### Goal
Add 45 to each coordinate in the traced outlines, and write out the material from its first line up to and including the line with "94 195 L 119". Copy every other line unchanged.

--- start Material shown ---

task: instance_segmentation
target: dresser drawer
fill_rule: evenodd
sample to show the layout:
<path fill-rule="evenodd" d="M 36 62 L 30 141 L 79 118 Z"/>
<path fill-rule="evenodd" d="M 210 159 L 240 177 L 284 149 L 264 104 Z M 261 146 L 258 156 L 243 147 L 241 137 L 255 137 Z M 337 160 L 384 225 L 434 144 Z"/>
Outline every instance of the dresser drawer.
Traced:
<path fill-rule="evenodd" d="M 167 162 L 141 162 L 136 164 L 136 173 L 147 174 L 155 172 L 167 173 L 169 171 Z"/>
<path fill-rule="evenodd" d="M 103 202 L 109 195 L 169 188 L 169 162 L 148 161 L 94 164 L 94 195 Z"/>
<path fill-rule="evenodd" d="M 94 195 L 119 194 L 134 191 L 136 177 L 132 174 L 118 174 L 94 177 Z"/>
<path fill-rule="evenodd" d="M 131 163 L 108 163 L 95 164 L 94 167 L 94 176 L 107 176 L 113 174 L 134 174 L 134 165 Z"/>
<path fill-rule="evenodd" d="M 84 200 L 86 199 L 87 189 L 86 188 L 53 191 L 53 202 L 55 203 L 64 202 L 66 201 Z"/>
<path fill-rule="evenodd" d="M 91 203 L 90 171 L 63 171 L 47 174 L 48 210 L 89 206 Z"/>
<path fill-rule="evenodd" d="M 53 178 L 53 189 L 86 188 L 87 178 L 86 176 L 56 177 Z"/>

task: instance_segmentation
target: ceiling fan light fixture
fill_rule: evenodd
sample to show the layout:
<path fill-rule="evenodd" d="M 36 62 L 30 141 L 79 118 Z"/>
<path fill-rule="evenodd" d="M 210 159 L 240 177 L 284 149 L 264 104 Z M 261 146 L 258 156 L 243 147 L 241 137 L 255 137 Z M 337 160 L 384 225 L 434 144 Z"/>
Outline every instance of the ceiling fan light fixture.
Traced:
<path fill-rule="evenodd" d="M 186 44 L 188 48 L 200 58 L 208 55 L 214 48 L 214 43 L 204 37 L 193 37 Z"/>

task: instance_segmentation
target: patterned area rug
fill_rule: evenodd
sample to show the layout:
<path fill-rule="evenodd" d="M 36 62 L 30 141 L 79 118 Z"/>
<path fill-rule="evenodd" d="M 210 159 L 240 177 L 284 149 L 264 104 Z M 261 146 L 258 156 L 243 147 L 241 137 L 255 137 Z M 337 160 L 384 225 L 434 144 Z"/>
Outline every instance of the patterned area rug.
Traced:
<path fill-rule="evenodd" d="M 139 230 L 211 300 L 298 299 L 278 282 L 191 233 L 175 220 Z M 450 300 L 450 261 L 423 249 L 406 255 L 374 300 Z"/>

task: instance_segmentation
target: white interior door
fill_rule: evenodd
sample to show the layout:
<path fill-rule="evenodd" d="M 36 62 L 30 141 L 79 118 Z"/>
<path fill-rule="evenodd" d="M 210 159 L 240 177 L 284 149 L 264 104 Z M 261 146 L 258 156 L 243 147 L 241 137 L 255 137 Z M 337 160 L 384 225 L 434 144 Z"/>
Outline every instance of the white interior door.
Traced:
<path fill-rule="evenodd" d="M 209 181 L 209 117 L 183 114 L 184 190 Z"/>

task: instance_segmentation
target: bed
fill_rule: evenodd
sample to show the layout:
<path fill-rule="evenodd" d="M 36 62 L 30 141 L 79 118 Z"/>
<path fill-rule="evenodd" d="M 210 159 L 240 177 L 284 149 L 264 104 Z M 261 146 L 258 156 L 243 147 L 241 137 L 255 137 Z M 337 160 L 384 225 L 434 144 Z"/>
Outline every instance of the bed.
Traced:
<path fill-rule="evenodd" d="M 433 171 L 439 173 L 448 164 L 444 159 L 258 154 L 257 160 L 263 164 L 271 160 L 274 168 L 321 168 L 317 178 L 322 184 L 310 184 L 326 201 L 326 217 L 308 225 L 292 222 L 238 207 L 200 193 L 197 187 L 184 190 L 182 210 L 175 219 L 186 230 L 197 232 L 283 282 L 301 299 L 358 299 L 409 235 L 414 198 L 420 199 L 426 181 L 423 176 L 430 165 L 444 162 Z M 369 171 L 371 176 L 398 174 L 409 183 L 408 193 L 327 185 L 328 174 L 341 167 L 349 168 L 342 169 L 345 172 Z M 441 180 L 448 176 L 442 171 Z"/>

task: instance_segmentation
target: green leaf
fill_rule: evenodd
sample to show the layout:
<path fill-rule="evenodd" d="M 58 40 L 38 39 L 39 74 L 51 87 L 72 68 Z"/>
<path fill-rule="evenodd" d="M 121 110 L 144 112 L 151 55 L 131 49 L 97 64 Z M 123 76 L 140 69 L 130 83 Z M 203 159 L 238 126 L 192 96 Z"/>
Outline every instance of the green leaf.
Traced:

--- end Material shown ---

### Full answer
task: instance_segmentation
target: dresser drawer
fill_rule: evenodd
sample to show the layout:
<path fill-rule="evenodd" d="M 36 62 L 30 141 L 79 118 Z"/>
<path fill-rule="evenodd" d="M 210 159 L 240 177 L 284 149 L 264 104 Z M 261 146 L 258 156 L 243 147 L 241 137 L 255 137 Z M 337 160 L 384 225 L 434 144 Z"/>
Outline every instance of the dresser drawer.
Traced:
<path fill-rule="evenodd" d="M 212 207 L 186 207 L 181 209 L 181 218 L 192 219 L 200 217 L 212 218 L 214 216 Z"/>
<path fill-rule="evenodd" d="M 148 247 L 154 240 L 214 233 L 214 207 L 193 206 L 139 209 L 139 240 Z"/>
<path fill-rule="evenodd" d="M 139 240 L 164 239 L 179 236 L 181 222 L 177 219 L 163 219 L 139 222 Z"/>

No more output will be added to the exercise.